Exercise instructions.
Give again, word for word, every line in the entries below from the line with "Each <instance> block lists" up to and including the line with "box: [391, 227, 414, 338]", and no other line.

Supplied records.

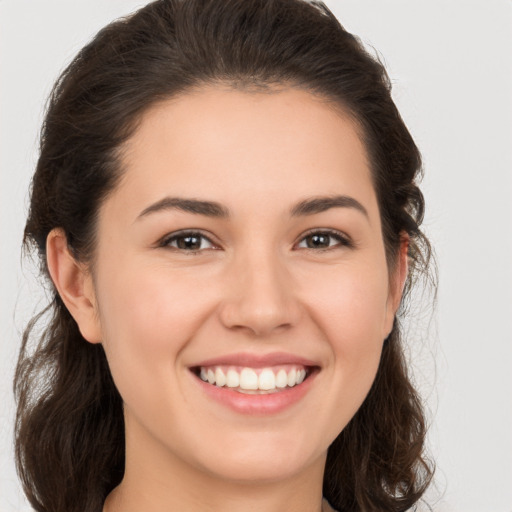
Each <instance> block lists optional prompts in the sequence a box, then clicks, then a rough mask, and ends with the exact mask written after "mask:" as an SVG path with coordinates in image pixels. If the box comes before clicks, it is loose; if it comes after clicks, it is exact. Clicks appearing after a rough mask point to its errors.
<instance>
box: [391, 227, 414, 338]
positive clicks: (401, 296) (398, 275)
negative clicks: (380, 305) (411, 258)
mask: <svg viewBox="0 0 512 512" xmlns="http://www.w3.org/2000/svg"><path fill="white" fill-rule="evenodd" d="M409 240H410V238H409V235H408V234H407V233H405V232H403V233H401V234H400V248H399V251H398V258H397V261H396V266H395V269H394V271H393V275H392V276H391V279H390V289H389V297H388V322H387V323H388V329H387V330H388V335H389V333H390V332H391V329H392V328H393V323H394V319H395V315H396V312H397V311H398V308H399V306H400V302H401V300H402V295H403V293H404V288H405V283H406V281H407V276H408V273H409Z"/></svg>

--

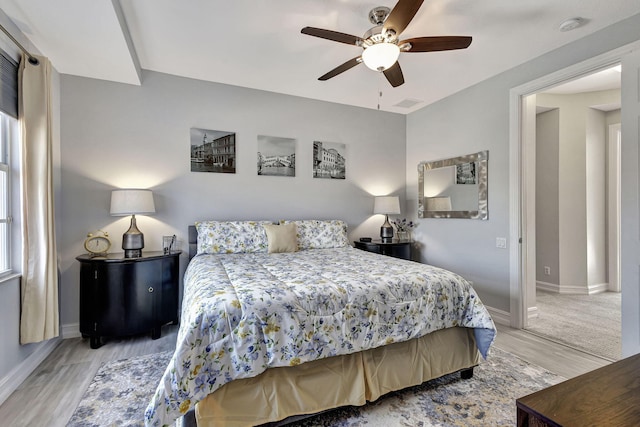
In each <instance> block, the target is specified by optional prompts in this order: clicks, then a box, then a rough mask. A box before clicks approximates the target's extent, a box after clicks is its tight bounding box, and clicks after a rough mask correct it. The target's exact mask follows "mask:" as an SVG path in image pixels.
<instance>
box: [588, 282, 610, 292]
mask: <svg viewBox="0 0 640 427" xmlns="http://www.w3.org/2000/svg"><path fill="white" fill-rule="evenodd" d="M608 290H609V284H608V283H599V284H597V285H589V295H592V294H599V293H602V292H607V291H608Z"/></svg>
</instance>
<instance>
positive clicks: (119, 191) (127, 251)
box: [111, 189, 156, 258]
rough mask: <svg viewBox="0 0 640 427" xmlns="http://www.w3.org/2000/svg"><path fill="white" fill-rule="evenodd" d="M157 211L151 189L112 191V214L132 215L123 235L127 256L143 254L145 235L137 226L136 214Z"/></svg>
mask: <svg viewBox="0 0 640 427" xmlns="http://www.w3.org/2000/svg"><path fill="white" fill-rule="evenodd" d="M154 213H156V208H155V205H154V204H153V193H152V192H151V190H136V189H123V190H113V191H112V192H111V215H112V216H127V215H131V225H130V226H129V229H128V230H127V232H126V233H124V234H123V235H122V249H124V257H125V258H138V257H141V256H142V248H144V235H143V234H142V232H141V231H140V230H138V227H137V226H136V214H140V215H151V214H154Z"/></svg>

* * *

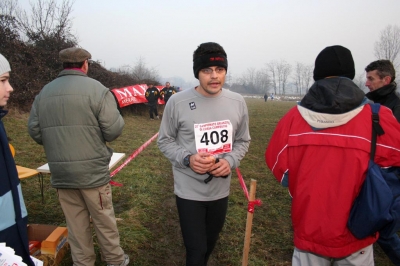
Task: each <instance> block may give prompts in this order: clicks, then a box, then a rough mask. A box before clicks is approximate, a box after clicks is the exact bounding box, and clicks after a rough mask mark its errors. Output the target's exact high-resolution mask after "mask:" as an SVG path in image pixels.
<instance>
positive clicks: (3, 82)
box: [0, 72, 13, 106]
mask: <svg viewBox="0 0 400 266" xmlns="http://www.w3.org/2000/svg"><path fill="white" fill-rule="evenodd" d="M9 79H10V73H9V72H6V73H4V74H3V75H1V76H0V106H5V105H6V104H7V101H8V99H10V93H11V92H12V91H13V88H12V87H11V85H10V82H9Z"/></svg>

Reply to the task.
Each <instance> block lists optional prompts in the sequence a box, then clicks, then a rough mask, and ends with the exact mask written after "mask:" as an SVG path with coordinates in image pixels. If the box comes before clicks, it is loose; if it comes after clicks, it is exact. Clicks appearing after a rough mask point to its errors.
<instance>
box: [391, 227, 414, 338]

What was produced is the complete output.